● EXCERPT TO READ:
>>

Giada Damen, Ph.D. AVP, Specialist, Head of Sale

Lot Essay

This is a study for the spaniel depicted at left in Greuze’s painting of 1776-1779 The drunken cobbler in the Portland Art Museum (fig. 1; see Jean-Baptiste Greuze 1725-1805, exhib. cat., Hartford, Wadsworth Atheneum, San Francisco, Legion of Honor, and Dijon, Musée des beaux-arts, 1976-1977, no. 94, ill.). The drunkard, looking haggard, is back home in a frugal-looking interior. His children, poorly dressed and barefoot, and his wife seem to look at him with sadness and concern. The subject of the painting is a moralizing depiction of the evils of drunkenness.

Dogs, and especially spaniels, play an important role in Greuze's compositions and are often present in his paintings. Although dogs often have a symbolic meaning in the artist's paintings - images of fidelity, of attentive and protective care - it seems that the artist had a real affection for them and the way he represented them in his works demonstrates his profound knowledge of their character, anatomy, movements and postures.

A counterproof of this drawing is in the Musée des Beaux-Arts, Besançon, bequest of Jean Gigoux (inv. D.945).

Fig. 1. Jean-Baptiste Greuze, The drunken cobbler. Portland Art Museum, Portland.

<<

● RECORD EXTRACTS:
>>

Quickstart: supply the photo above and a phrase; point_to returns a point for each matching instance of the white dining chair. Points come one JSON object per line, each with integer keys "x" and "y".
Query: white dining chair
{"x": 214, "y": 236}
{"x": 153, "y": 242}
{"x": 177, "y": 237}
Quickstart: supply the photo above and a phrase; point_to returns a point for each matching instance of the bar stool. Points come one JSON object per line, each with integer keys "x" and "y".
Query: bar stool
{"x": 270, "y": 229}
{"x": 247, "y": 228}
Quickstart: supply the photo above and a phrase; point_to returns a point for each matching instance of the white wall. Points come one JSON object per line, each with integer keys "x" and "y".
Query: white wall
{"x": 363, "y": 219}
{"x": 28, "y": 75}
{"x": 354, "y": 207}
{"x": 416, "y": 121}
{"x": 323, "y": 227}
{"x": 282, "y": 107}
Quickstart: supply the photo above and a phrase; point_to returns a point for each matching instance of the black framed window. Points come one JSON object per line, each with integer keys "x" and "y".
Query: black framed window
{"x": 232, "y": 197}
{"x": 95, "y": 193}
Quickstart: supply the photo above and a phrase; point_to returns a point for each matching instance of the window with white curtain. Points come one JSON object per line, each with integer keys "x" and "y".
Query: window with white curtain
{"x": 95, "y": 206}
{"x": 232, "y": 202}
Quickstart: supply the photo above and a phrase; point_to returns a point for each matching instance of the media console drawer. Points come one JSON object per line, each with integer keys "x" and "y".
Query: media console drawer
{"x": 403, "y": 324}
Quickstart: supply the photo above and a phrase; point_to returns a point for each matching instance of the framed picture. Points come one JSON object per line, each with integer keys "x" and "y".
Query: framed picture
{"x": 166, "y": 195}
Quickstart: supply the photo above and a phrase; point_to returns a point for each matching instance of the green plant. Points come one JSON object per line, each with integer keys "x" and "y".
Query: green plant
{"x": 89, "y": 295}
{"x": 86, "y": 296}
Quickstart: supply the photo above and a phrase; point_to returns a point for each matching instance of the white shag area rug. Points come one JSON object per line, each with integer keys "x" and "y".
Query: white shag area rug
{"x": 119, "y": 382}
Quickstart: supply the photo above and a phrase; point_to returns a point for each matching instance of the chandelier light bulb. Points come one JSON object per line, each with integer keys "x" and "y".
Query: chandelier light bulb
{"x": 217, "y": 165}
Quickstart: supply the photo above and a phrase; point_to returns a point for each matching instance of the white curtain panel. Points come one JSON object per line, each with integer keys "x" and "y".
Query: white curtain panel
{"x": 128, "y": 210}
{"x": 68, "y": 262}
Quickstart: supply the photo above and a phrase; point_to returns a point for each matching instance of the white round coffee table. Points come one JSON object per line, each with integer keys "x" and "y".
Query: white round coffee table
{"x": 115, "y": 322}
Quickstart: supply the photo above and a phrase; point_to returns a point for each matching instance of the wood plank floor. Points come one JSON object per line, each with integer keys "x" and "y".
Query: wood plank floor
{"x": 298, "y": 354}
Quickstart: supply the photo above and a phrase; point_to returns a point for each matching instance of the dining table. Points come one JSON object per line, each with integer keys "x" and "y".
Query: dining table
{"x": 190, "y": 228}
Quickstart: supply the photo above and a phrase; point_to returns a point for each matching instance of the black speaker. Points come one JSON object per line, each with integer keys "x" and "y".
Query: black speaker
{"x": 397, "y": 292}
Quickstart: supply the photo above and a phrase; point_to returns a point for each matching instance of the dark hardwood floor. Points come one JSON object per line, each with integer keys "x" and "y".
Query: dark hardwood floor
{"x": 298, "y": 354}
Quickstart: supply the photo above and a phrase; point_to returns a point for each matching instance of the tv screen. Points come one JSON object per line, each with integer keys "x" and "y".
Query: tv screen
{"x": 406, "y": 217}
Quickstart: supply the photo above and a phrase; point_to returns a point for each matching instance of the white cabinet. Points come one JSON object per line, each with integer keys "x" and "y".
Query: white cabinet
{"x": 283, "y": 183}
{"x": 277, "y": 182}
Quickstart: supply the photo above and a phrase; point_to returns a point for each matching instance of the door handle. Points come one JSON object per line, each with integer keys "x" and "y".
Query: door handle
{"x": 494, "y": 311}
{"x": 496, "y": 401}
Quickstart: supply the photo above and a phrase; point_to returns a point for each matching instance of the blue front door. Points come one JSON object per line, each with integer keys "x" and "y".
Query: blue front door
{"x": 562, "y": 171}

<<

● WHAT TO DO: Summarize the lot essay on the Greuze spaniel study in three sentences.

● TASK RESPONSE: The drawing is a study for the spaniel at left in Greuze's painting The drunken cobbler of 1776-1779, now in the Portland Art Museum. That painting, a moralizing depiction of the evils of drunkenness, shows a haggard drunkard back home in a frugal interior while his poorly dressed wife and children look at him with sadness and concern. Spaniels and other dogs appear often in Greuze's work, carrying symbolic meanings such as fidelity but also reflecting his apparent affection for them and deep knowledge of their character and anatomy, and a counterproof of this drawing is in the Musée des Beaux-Arts, Besançon.